SELECTED EXTRACT

AMC specifies a thermostat temperature of 190 F or 195 F, flat-head or OHV, all years. The engine operates best — and the cooling system regulates best — at this temperature. There is no scientific reason to run a 160 F thermostat — it won’t lower the temperature as you’d think — and no thermostat at all is just foolish. Physics is physics.

If you run this engine hard, sustained operation at/over 3000 rpm, oil cooling becomes an issue. The relatively huge crankshaft journals do a good job of heating the oil at high speeds. Please refer to the lubrication section for discussion.

 

Problems and Solutions

Most cooling system problems on this engine stem from advanced age and lack of maintenance, accumulated during it’s lifetime. Additionally, radiators were barely adequate, cooling fans comically ineffective, and for whatever reason there seems to be great resistance in old-car culture to springing the bucks for a decent radiator.

The problem fixes on this page are primarily reliability increasing, and secondarily performance increasing, in that you can run the engine at moderate and high sustained loads (eg. freeway driving) without overheating.

The stock type two-row brass radiator is probably not adequate for modern use. It is definitely not adequate for “parade” use, extended low-speed driving — the useless fan is useless, and moves almost no air. A radiator is only as good as the airflow through it. This is physics and not amenable to arguments about past practices. A stock radiator in good condition should be fine — when was the last time it was professionally cleaned? If it hasn’t been “rodded” or recored in the last 10 years you might want to try to find a radiator shop that can do that type of work — good luck doing so, they have been dying out over the last 20 years. If nothing else ditch that little four bladed fan for a five blade 14″ Flex-A-Lite or similar nylon (plastic) fan. That alone will help a lot without being very visually noticeable that it’s not stock.

In 1964 AMC incorporated changes to pump and head design that solves the thermostat-placement problem. But given how much engine and parts-swapping was done in these engine’s long lifetimes, it wouldn’t hurt to understand what you have installed.

A design flaw in the cylinder head, outlined in detail below, is responsible for many of the reliability complaints about this engine. This problem has two fixes, one of which is do-it-at-home simple. This fix should be applied to even driven-once-a-month cars, unless they are 1964 and up. Even if you have a 1964-up engine, you might want to look at and understand the second fix for pre-1964 engines. That fix would allow you to run the earlier, more common water pump on the later engine.

 

Basic cooling system operation

The cooling system is quite ordinary. The belt-driven pump draws coolant from the bottom of the radiator, pushes it into the front of the block, where it flows past and around all six cylinders picking up heat, then flows upwards through passages into the cylinder head, then out the top-front. The thermostat is placed in the outlet to the radiator where the coolant is hottest. Air in the system (eg. missing coolant!) collects in the top of the radiator. Pulling from the bottom of the radiator makes the pump self-priming (as long as the coolant level is above the pump’s vanes).

Thermally, this is a closed loop system. The firing cylinders produce a lot of waste heat, mostly in the head. There is a loose synergy between engine RPM and cooling system operation, where “more” heat is produced at higher RPM, when, through no coincidence, the coolant pump is spun the fastest and moves the most coolant (greater cooling capacity). Assuming that the car is moving, there is simultaneously maximum air flowing through the radiator, helped and sometimes hindered by the fan on the front of the pump.

DATA SUPPLIED
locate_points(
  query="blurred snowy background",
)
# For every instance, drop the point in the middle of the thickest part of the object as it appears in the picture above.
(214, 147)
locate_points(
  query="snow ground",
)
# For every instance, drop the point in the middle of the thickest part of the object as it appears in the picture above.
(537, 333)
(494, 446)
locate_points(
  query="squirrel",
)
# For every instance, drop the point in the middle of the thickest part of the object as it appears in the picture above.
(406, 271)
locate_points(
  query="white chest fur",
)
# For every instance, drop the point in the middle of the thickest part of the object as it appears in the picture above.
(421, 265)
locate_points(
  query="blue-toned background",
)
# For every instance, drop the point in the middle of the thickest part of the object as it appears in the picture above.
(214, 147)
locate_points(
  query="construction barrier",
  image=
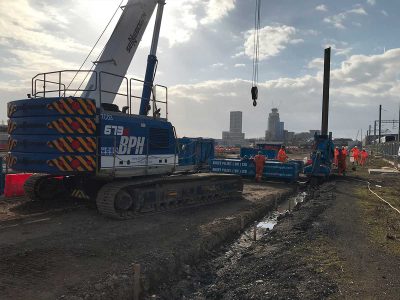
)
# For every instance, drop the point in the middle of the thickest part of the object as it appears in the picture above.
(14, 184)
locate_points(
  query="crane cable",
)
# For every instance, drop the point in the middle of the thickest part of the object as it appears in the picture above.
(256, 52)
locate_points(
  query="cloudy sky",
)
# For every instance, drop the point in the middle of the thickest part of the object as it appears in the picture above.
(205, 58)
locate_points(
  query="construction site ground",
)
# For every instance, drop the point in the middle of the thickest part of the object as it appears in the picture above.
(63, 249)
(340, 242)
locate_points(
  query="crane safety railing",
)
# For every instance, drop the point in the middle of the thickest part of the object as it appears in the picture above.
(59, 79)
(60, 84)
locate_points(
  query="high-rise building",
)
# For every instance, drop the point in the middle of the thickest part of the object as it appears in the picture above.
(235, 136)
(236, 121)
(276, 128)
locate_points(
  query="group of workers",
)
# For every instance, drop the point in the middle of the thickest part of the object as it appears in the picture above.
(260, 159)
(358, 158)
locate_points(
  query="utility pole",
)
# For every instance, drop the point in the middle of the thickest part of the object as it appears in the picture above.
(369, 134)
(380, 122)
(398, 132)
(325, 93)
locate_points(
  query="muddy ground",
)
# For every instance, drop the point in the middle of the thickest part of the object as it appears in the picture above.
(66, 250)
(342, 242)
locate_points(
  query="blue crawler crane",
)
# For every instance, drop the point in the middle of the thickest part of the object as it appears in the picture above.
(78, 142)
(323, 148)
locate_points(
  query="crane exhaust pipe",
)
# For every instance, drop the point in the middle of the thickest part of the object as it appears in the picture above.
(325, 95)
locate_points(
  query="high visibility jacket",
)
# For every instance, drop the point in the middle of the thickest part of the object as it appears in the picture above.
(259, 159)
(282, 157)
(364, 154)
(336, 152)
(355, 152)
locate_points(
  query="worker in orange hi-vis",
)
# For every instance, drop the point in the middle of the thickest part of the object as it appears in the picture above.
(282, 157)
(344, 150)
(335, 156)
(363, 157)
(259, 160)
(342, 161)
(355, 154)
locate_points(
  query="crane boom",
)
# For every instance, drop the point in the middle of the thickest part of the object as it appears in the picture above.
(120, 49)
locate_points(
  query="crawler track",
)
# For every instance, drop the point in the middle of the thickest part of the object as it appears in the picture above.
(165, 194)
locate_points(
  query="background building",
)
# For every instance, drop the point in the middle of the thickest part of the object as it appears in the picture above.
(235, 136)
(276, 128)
==
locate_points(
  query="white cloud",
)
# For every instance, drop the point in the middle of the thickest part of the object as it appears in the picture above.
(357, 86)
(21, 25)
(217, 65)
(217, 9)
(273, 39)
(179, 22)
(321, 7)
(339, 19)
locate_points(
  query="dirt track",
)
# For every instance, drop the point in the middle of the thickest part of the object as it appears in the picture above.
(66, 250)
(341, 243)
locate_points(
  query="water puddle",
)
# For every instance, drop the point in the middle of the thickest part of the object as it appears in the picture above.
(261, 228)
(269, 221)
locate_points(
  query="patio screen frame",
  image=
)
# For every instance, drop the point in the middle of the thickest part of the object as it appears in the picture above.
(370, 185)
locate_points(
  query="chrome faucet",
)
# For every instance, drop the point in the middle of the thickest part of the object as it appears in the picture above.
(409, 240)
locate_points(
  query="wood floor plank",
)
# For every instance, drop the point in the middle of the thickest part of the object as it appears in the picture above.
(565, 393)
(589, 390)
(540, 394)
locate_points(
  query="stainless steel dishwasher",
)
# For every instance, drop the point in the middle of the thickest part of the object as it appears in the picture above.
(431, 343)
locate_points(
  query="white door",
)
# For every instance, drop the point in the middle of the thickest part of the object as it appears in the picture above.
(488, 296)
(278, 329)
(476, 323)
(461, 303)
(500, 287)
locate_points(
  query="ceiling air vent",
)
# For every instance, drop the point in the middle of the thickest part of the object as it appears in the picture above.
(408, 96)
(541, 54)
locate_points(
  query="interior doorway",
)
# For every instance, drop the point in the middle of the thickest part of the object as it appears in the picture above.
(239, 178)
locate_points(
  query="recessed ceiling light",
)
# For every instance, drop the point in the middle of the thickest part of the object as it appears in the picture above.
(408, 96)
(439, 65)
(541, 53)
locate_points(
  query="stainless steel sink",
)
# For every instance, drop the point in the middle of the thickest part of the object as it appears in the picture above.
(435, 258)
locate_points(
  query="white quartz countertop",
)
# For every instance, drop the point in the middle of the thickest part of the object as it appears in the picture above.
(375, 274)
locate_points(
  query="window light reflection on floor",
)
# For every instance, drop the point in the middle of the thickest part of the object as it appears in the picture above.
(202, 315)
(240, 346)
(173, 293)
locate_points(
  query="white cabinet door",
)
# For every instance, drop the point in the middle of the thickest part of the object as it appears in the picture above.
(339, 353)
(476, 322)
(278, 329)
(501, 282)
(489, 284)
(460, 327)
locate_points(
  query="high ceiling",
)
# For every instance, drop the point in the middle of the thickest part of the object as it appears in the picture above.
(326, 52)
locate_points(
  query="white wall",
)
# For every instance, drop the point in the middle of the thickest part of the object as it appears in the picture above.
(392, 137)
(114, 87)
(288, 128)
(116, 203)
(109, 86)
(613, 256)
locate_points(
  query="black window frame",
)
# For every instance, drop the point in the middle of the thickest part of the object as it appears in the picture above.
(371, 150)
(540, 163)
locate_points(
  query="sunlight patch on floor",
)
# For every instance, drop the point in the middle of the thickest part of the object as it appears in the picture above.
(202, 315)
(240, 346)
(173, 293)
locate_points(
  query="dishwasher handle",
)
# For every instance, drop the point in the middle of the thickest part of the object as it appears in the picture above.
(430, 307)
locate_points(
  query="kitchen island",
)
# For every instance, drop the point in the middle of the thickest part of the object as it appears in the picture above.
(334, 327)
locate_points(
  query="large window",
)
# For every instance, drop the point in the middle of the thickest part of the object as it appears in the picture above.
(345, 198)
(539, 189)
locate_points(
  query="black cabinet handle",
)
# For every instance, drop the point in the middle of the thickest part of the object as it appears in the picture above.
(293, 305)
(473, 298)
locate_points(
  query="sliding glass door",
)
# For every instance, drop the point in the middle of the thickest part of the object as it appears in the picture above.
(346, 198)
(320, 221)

PROBLEM
Can you reproduce everything in the AMC cooling text from "If you run this" down to "section for discussion.", word for word? The records have nothing to do with the AMC cooling text.

PROBLEM SOLUTION
If you run this engine hard, sustained operation at/over 3000 rpm, oil cooling becomes an issue. The relatively huge crankshaft journals do a good job of heating the oil at high speeds. Please refer to the lubrication section for discussion.